┌────────

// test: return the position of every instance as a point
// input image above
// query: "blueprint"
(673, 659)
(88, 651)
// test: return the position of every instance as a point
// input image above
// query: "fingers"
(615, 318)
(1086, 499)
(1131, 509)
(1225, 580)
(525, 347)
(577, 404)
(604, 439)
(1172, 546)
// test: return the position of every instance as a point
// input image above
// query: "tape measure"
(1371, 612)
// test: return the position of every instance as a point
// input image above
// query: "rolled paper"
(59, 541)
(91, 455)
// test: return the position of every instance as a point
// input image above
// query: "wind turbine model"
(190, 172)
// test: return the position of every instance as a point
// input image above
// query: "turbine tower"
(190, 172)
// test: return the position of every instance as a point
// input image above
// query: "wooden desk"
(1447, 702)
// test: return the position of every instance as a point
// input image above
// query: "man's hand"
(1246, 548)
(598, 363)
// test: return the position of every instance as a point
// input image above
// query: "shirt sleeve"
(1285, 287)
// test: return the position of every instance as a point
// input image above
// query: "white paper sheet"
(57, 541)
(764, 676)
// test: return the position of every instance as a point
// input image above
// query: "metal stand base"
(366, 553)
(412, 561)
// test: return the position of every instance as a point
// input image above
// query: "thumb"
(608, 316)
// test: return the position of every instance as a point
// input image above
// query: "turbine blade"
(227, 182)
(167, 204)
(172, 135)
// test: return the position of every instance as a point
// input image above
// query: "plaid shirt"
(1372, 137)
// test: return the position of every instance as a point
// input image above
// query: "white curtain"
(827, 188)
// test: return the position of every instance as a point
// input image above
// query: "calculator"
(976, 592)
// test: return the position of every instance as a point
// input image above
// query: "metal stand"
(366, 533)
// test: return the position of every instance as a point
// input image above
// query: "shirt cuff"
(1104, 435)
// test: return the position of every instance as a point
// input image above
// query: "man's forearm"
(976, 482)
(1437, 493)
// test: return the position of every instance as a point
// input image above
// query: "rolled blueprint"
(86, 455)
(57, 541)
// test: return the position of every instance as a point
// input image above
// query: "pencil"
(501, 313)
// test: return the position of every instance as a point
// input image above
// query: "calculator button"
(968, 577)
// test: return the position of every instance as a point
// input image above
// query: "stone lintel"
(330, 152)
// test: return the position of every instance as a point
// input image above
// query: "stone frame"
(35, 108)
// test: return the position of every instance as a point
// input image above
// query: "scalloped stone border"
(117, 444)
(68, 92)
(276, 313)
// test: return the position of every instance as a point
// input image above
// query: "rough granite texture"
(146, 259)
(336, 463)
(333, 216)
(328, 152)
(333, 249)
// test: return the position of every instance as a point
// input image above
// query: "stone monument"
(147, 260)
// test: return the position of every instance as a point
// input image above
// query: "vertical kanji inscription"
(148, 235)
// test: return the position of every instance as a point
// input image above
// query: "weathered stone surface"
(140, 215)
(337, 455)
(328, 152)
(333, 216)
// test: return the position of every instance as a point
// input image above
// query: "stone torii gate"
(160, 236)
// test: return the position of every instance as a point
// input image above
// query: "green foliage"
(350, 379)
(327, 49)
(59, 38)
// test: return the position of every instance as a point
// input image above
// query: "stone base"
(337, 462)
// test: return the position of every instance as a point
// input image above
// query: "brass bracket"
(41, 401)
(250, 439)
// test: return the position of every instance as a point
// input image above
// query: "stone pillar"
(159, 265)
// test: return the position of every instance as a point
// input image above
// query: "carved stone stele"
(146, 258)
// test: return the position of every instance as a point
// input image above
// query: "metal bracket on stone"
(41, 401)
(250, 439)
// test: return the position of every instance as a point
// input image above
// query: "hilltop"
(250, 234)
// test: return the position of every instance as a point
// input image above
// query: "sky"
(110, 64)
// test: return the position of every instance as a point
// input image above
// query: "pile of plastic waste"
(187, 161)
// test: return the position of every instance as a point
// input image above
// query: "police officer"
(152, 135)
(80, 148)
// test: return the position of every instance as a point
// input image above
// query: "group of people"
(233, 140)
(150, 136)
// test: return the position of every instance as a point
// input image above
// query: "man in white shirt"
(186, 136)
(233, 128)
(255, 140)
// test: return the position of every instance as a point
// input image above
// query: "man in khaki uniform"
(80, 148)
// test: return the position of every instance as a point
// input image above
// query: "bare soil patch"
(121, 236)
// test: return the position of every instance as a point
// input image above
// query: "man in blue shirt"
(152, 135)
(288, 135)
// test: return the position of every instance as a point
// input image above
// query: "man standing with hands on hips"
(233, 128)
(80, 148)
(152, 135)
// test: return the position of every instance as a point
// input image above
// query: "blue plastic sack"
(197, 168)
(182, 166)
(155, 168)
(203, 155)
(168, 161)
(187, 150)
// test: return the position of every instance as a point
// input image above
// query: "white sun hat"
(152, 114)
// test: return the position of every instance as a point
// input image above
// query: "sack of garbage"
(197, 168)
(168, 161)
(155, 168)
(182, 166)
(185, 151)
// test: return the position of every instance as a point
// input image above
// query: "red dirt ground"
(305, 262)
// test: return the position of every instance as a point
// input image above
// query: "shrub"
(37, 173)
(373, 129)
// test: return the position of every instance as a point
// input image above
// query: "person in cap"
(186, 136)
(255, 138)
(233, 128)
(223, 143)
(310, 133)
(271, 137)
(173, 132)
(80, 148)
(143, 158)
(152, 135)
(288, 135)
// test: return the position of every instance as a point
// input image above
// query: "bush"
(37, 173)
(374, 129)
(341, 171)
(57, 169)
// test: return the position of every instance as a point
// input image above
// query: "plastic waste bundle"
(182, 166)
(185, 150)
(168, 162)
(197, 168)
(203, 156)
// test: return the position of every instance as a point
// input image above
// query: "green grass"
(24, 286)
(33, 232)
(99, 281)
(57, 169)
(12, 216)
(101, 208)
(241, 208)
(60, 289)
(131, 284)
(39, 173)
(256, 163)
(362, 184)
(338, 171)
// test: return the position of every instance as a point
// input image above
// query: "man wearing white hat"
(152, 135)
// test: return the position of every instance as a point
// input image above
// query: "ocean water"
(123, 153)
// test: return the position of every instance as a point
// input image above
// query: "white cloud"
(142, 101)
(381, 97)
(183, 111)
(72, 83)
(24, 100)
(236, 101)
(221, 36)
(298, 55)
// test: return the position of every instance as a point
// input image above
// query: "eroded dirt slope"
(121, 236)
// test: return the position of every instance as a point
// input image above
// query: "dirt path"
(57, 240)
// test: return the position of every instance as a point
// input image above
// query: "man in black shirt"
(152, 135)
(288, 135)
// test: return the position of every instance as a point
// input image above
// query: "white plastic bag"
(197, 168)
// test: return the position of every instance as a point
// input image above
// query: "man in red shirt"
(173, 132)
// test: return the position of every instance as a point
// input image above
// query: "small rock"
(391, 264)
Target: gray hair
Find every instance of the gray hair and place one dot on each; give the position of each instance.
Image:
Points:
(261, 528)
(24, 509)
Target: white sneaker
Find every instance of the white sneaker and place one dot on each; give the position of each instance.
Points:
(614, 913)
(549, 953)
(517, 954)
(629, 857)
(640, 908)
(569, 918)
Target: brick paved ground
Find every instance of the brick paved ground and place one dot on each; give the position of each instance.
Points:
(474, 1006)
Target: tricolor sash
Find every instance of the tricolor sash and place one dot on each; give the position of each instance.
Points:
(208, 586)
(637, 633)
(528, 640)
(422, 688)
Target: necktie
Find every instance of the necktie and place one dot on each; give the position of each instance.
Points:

└────────

*Exercise brief*. Go through the records and output them all, word for word.

*Exercise solution*.
// test: return the position of every instance as a point
// input image above
// query: "blueprint"
(673, 659)
(88, 651)
// test: return the position of every instance as a point
// input image above
// query: "fingers"
(615, 318)
(1086, 499)
(1131, 509)
(1225, 580)
(525, 347)
(577, 404)
(604, 439)
(1172, 546)
// test: return the position of every instance as a point
// input image above
// query: "tape measure"
(1371, 612)
// test: return the position of every instance as a point
// input image above
// query: "rolled paper"
(59, 541)
(91, 455)
// test: return the position of every instance as a point
// input image above
// query: "wind turbine model"
(190, 172)
// test: return the position of every instance as a point
// input image above
// query: "turbine tower"
(190, 172)
// test: return the position of every instance as a point
// input image above
// query: "wooden desk"
(1447, 702)
// test: return the position of every instance as a point
// input image above
// query: "man's hand"
(1246, 548)
(598, 363)
// test: return the position of every instance as a point
// input image above
// query: "shirt sleeve"
(1285, 287)
// test: return the position of every instance as a point
// input image above
// query: "white paper sheet"
(57, 541)
(764, 676)
// test: return the position of every instance as a point
// input image above
// query: "metal stand base"
(366, 553)
(412, 561)
// test: return the position of every instance as a point
// input image above
// query: "thumb"
(608, 316)
// test: return the position of every instance as a point
// input image above
// query: "turbine blade"
(227, 182)
(167, 204)
(172, 135)
// test: return the position of every instance as a point
// input image above
// query: "plaid shirt"
(1372, 137)
// test: return the position of every instance as a point
// input image above
// query: "white curtain"
(827, 188)
// test: return the position of every instance as a point
// input image above
// query: "calculator"
(976, 592)
// test: return the position of every instance as a point
// input image above
// query: "metal stand"
(366, 533)
// test: return the position of every instance as a point
// input image above
// query: "shirt cuff"
(1104, 435)
// test: return the position of every instance as a point
// input image above
// query: "man's forearm"
(976, 482)
(1437, 493)
// test: return the position of every instance as a point
// input image above
// query: "rolled blueprint"
(86, 455)
(57, 541)
// test: return the position of every instance as a point
// input image above
// query: "pencil"
(501, 313)
// test: return the position of every instance as a point
// input image above
// query: "calculator button"
(968, 577)
// test: return the position of every instance as a point
// input image above
// query: "stone lintel"
(330, 152)
// test: return the position of every instance as a point
// input image above
// query: "stone frame"
(35, 108)
// test: return the position of every instance as a point
// input image above
// query: "scalloped stone border"
(117, 444)
(68, 92)
(276, 313)
// test: return the position of every instance as a point
// input image above
// query: "rough granite texture"
(146, 259)
(336, 463)
(333, 216)
(328, 152)
(333, 249)
// test: return the position of every instance as a point
// input image above
// query: "stone monument"
(147, 260)
// test: return the position of every instance as a point
// input image above
// query: "vertical kanji inscription"
(148, 235)
// test: return the position of every instance as a point
// input image above
// query: "weathered stone surface"
(140, 215)
(337, 455)
(328, 152)
(333, 216)
// test: return the position of every instance as a point
// input image above
// query: "stone torii gate"
(160, 236)
// test: return the position of every instance as a point
// input image above
// query: "green foliage"
(350, 379)
(327, 49)
(59, 38)
// test: return the position of every instance as a point
// input image above
// query: "stone base"
(337, 462)
// test: return the position of every instance as a point
// input image above
// query: "brass bracket"
(41, 401)
(250, 439)
// test: return the position of every instance as a point
// input image above
// query: "stone pillar"
(159, 265)
// test: return the position of every instance as a point
// input image above
// query: "carved stone stele"
(146, 258)
// test: return the position of every instance as a point
// input image above
// query: "metal bracket on stone"
(41, 401)
(250, 439)
// test: return the position of every instance as a point
// input image above
// query: "hilltop"
(250, 234)
// test: return the position of every instance as a point
// input image above
// query: "sky"
(110, 64)
// test: return the position of every instance as a point
// input image above
// query: "pile of plastic waste"
(187, 161)
// test: return the position of every instance as a point
// input image above
// query: "police officer"
(152, 135)
(80, 148)
// test: return the position of every instance as a point
// input image above
// query: "group of people"
(233, 140)
(150, 136)
// test: return the position of every instance as a point
// input image above
// query: "man in white shirt"
(186, 136)
(233, 128)
(255, 140)
// test: return the position of every instance as a point
// input image above
// query: "man in khaki uniform"
(80, 148)
// test: return the position of every instance as a point
// input image above
// query: "bare soil patch"
(121, 236)
// test: return the position of every instance as a point
// input image above
// query: "man in blue shirt"
(152, 135)
(288, 135)
// test: return the position of every instance as a point
// input image above
// query: "man standing with hands on hips"
(233, 128)
(80, 148)
(152, 135)
// test: return the position of every instance as a point
// input image above
// query: "blue plastic sack"
(197, 168)
(182, 166)
(155, 168)
(203, 155)
(168, 161)
(187, 150)
// test: return the position of every instance as a point
// input image above
// query: "white sun hat"
(152, 114)
// test: return the position of every instance as a point
// input image above
// query: "sack of garbage"
(197, 168)
(168, 161)
(155, 168)
(182, 166)
(185, 151)
// test: return the position of every instance as a point
// input image above
// query: "red dirt ground"
(305, 262)
// test: return the position of every instance as a point
// input image above
// query: "shrub"
(37, 173)
(373, 129)
// test: return the position of every instance as a point
// input image above
// query: "person in cap"
(186, 136)
(255, 138)
(233, 128)
(223, 143)
(310, 133)
(271, 137)
(173, 132)
(80, 148)
(143, 158)
(152, 135)
(288, 135)
// test: return the position of every instance as a point
// input image above
// query: "bush"
(37, 173)
(374, 129)
(341, 171)
(57, 169)
// test: return the position of every instance as a point
// input image above
// query: "plastic waste bundle"
(182, 166)
(185, 150)
(168, 162)
(197, 168)
(203, 156)
// test: return the position of every instance as a point
// input image above
// query: "green grass"
(24, 286)
(33, 232)
(99, 281)
(57, 169)
(12, 216)
(101, 208)
(241, 208)
(60, 289)
(131, 284)
(39, 173)
(256, 163)
(362, 184)
(338, 171)
// test: return the position of every instance as a point
// input image above
// query: "man wearing white hat"
(152, 135)
// test: return the position of every instance as a point
// input image above
// query: "ocean water"
(123, 153)
// test: return the position of every instance as a point
// input image above
// query: "white cloud"
(142, 101)
(381, 97)
(183, 111)
(72, 83)
(24, 100)
(236, 101)
(221, 36)
(298, 55)
// test: return the position of every instance as a point
// input image above
// query: "eroded dirt slope"
(121, 236)
// test: return the position of every instance as a point
// input image above
// query: "dirt path"
(57, 240)
// test: return the position of every instance as a point
// input image above
// query: "man in black shirt"
(152, 135)
(288, 135)
// test: return the position of every instance as a point
// input image above
// query: "white plastic bag"
(197, 168)
// test: return the position of every instance as a point
// input image above
// query: "man in red shirt"
(173, 132)
// test: return the position of every instance as a point
// input image above
// query: "small rock"
(391, 264)
Target: gray hair
Find every instance of the gray hair and place one dot on each; give the position of each instance.
Image:
Points:
(261, 528)
(24, 509)
Target: white sneaker
Find every instance of the white sneaker and place one dot on each; give the position of each instance.
Points:
(614, 913)
(549, 953)
(517, 954)
(629, 857)
(640, 908)
(569, 918)
Target: brick paved ground
Find every instance of the brick paved ground and place one dot on each; give the position of each instance.
Points:
(474, 1006)
Target: tricolor sash
Find every instance of the tricolor sash and place one dot on each; give the position of each instance.
Points:
(208, 586)
(637, 633)
(528, 640)
(422, 688)
Target: necktie
Find every instance of the necktie and place one dot on each; give the position of each instance.
Points:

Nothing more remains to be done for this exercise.